§ **PROBLEM TO SOLVE**:
Word for word, restate every entry shown below.

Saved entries
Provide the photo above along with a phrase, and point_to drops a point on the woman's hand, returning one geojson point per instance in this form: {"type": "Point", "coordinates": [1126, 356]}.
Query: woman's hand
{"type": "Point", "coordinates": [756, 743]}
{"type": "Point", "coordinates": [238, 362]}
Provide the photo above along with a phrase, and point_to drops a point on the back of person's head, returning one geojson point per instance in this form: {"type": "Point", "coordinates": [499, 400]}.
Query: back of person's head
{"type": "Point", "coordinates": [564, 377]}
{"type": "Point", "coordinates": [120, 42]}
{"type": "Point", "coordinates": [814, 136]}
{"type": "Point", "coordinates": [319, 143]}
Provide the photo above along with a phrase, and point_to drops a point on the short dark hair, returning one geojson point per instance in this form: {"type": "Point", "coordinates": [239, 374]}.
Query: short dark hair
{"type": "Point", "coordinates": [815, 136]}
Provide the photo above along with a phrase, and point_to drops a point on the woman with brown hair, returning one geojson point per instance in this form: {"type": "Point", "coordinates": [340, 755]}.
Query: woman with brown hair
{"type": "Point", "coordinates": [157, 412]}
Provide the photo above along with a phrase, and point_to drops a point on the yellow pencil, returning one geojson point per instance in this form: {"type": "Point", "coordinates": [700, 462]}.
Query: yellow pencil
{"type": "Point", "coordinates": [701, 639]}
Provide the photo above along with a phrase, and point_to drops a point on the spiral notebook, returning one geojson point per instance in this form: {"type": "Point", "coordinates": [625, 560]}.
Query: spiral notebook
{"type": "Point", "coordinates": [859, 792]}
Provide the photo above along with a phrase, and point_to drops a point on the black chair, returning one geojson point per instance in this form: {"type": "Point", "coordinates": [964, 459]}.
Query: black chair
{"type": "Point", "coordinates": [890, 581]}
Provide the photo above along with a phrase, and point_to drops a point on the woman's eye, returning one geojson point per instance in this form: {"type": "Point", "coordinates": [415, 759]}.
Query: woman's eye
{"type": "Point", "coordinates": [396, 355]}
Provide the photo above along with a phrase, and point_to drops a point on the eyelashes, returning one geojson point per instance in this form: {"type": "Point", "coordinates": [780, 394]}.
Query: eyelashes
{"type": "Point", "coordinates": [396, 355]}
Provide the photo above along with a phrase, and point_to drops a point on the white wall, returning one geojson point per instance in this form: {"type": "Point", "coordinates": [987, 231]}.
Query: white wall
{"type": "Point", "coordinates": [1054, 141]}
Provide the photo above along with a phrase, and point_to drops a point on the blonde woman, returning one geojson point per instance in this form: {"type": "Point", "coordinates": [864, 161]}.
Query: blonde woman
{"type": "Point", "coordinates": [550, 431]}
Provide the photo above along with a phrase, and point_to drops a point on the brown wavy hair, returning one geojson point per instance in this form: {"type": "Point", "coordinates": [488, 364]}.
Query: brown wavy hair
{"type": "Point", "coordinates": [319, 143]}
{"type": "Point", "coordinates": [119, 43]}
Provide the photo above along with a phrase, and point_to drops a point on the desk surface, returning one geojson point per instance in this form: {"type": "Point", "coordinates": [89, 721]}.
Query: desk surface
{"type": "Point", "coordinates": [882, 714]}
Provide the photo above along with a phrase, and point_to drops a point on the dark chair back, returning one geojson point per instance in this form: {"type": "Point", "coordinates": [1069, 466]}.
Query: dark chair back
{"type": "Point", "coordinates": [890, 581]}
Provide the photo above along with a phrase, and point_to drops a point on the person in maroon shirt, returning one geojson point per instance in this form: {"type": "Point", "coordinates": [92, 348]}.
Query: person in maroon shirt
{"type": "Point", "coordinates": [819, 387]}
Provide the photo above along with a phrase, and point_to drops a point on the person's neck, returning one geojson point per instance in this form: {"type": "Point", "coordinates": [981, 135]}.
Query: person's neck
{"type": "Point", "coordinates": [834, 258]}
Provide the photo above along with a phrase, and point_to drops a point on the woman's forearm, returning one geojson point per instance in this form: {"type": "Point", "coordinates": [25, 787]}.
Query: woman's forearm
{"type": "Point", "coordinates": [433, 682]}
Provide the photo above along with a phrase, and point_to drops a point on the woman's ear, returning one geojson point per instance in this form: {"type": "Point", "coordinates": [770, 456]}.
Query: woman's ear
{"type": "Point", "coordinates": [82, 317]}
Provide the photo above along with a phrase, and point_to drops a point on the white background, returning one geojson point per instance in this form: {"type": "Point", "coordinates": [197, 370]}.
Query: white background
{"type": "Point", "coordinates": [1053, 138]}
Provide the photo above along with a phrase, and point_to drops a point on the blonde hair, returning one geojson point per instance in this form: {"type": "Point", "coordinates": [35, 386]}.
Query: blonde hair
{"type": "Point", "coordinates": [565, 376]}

§ **ANSWER BOX**:
Provide the photo above along with a phrase, and point_to drops a point on the woman's hand, returning one geojson point per instance in this form: {"type": "Point", "coordinates": [1126, 356]}.
Query: woman's hand
{"type": "Point", "coordinates": [756, 743]}
{"type": "Point", "coordinates": [238, 362]}
Provide the photo above along with a phrase, and point_to drops a point on the back of person's head, returning one geojson point per instance in this form: {"type": "Point", "coordinates": [499, 400]}.
Query: back of person's head
{"type": "Point", "coordinates": [564, 377]}
{"type": "Point", "coordinates": [120, 42]}
{"type": "Point", "coordinates": [814, 136]}
{"type": "Point", "coordinates": [319, 143]}
Provide the photo above along with a phrase, and point_to drops a point on the short dark hair, returning one geojson point per instance in this form: {"type": "Point", "coordinates": [239, 374]}.
Query: short dark hair
{"type": "Point", "coordinates": [815, 136]}
Provide the photo above along with a phrase, and point_to drops a point on the woman with brown hair, returning one geojson point per instance in this form: {"type": "Point", "coordinates": [340, 755]}.
Query: woman with brown hair
{"type": "Point", "coordinates": [157, 412]}
Provide the photo above along with a phrase, and point_to drops a point on the yellow pencil, returning one geojson point per instance in this form: {"type": "Point", "coordinates": [700, 462]}.
Query: yellow pencil
{"type": "Point", "coordinates": [701, 639]}
Provide the photo above along with a phrase, and point_to drops a point on the spiral notebook, returning one geojson point per instance in this form: {"type": "Point", "coordinates": [625, 560]}.
Query: spiral notebook
{"type": "Point", "coordinates": [859, 792]}
Provide the photo above along with a phrase, and point_to drops a point on the black chair, returning one geojson point per instance in this form: {"type": "Point", "coordinates": [964, 459]}.
Query: black chair
{"type": "Point", "coordinates": [890, 581]}
Provide the photo above along with a phrase, and point_to drops a point on the woman's eye, returning one geojson point per instance in this form: {"type": "Point", "coordinates": [415, 759]}.
Query: woman's eye
{"type": "Point", "coordinates": [396, 355]}
Provide the photo above along with a phrase, and point_to drops a point on the eyelashes, returning one geojson point per instance in this form: {"type": "Point", "coordinates": [780, 394]}.
Query: eyelashes
{"type": "Point", "coordinates": [396, 355]}
Provide the photo above along with a phrase, and point_to drops a point on the white wall, returning one geojson point per instance in this form: {"type": "Point", "coordinates": [987, 231]}.
Query: white wall
{"type": "Point", "coordinates": [1054, 141]}
Provide the photo above along with a phrase, and point_to drops a point on the blonde woman, returning one geojson point per instance in this form: {"type": "Point", "coordinates": [864, 161]}.
Query: blonde woman
{"type": "Point", "coordinates": [550, 431]}
Provide the photo above along with a phrase, and point_to drops a point on the brown wavy hair, returning one geojson point per instance in this form: {"type": "Point", "coordinates": [488, 364]}.
Query: brown wavy hair
{"type": "Point", "coordinates": [319, 143]}
{"type": "Point", "coordinates": [119, 43]}
Provide the photo above along with a phrase, and point_to drops a point on the desk surface, returning one geojson point per instance in this form: {"type": "Point", "coordinates": [89, 721]}.
Query: desk surface
{"type": "Point", "coordinates": [882, 714]}
Provide the photo above along with a phrase, and point_to drops a point on the dark chair back, returning one geojson point per instance in this form: {"type": "Point", "coordinates": [1069, 466]}.
Query: dark chair back
{"type": "Point", "coordinates": [890, 581]}
Provide the photo above along with a phrase, and point_to drops a point on the person in maroon shirt, returning one geojson point per instance in this form: {"type": "Point", "coordinates": [92, 348]}.
Query: person in maroon shirt
{"type": "Point", "coordinates": [819, 387]}
Provide the photo above along with a phrase, and point_to drops a point on the person's neck, returning one geojson point per instance in this form: {"type": "Point", "coordinates": [981, 135]}.
Query: person's neck
{"type": "Point", "coordinates": [834, 258]}
Provide the photo above along with a phrase, and point_to drops a point on the woman's forearm, returning one geojson point per instance in this form: {"type": "Point", "coordinates": [25, 787]}.
Query: woman's forearm
{"type": "Point", "coordinates": [433, 682]}
Provide the photo above along with a phrase, and point_to drops a point on the woman's ear, returning one geojson point per instance in this form: {"type": "Point", "coordinates": [770, 456]}.
Query: woman's ear
{"type": "Point", "coordinates": [82, 317]}
Provide the photo above along with a phrase, and point_to drops a point on the white background, returning one geojson point per instance in this form: {"type": "Point", "coordinates": [197, 370]}.
Query: white background
{"type": "Point", "coordinates": [1053, 138]}
Provide the photo above along with a phrase, and point_to drops a point on the blonde hair, returning one geojson point per instance in this form: {"type": "Point", "coordinates": [35, 386]}.
Query: blonde hair
{"type": "Point", "coordinates": [565, 376]}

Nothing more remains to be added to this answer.